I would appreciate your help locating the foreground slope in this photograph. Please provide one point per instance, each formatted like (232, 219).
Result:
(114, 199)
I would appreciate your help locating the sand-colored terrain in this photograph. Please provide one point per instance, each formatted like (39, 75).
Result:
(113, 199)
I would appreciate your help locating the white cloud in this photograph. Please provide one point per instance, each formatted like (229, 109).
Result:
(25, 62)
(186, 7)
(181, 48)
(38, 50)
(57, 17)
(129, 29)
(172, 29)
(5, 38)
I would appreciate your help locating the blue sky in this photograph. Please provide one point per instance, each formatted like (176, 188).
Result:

THE PROBLEM ▸ For each line above that includes "like", make a copy.

YOUR RESPONSE ▸
I would appreciate your help locating the foreground slope in this photograph. Please provide one point per instance, each formatted like (232, 219).
I would appreciate your help locating the sand-colored terrain in this photograph. Please provide one point per instance, each formatted like (39, 75).
I would appreciate your help locating the white cloud in this photograph. Please provide one point per instance, each formatted like (229, 109).
I would appreciate your help locating the blue sky in this photograph. Please provide one point per instance, each formatted like (176, 188).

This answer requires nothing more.